> DOCUMENT SEGMENT

+++

“We can all learn a lot from the Moroccan experience, a country that is a forerunner in the use of new technologies for environmental protection,” Daems said in an address to the meeting of the Network of contact parliamentarians for a healthy environment under the PACE, which brings together 55 parliamentarians from 32 national parliaments of member states and observers of the Council of Europe, as Morocco’s parliament which has the status of partner for democracy since 2011.
He also said that the Kingdom has accumulated a convincing experience in the management of water resources, access to drinking water, environmental protection, sanitation and reuse of wastewater.
Daems said that this two-day meeting, held for the first time on African soil, is part of the Network’s efforts to participate in the political process to develop legally binding and enforceable instruments to ensure more effective protection of the right to a safe, clean, healthy and sustainable environment.
“The Network is trying to impact national parliaments to establish and consolidate a legal framework, at the national and European level, to anchor the right to a safe, clean, healthy and sustainable environment, based on the United Nations guidelines in this area,” he explained.

+++

> Point localization data
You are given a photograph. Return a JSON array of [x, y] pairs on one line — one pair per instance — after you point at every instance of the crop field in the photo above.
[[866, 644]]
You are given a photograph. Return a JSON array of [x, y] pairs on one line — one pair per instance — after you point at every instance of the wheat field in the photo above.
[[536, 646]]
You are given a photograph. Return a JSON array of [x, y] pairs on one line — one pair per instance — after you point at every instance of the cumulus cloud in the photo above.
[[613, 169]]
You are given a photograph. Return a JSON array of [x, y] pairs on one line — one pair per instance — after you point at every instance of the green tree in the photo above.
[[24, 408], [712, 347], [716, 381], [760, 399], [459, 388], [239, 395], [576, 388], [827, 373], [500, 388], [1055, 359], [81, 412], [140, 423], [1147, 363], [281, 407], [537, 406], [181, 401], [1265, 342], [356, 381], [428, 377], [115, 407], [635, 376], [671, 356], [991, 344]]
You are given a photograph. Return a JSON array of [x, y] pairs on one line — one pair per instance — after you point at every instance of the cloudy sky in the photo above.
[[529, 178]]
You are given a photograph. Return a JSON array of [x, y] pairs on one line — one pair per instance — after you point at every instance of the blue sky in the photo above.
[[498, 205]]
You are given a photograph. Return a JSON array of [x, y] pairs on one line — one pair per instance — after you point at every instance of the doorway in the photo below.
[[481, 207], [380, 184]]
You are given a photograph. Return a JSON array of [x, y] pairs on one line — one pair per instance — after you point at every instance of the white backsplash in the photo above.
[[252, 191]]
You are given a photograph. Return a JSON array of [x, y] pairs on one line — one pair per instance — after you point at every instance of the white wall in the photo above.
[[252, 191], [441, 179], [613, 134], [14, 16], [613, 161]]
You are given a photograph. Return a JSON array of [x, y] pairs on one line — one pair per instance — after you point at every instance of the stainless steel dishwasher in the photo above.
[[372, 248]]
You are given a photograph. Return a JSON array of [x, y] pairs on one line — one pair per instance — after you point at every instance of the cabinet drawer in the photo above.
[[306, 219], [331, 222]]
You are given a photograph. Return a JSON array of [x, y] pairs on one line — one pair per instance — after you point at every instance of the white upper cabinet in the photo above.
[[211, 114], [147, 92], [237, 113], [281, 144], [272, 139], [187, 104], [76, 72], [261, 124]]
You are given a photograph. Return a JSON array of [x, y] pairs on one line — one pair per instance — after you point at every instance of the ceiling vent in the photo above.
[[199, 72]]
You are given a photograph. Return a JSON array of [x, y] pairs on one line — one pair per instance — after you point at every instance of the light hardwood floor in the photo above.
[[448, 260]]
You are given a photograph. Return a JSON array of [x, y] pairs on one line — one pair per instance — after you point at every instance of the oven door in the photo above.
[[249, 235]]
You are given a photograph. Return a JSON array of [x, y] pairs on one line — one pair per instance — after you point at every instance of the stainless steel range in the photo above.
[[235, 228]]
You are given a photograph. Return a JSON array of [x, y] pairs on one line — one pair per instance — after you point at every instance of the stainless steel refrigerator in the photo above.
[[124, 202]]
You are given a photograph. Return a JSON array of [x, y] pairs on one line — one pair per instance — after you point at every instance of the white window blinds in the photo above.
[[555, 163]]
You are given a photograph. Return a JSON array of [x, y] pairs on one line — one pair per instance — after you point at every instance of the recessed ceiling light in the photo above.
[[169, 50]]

+++

> TASK
Answer these questions from the report on the Network meeting:
(a) How many parliamentarians does the Network bring together, and from how many national parliaments?
(b) Since what year has Morocco's parliament held the status of partner for democracy?
(c) How long does the meeting last?
This listing is material separate from the report on the Network meeting.

> RESPONSE FOR THIS EXERCISE
(a) 55 parliamentarians from 32 national parliaments
(b) 2011
(c) Two days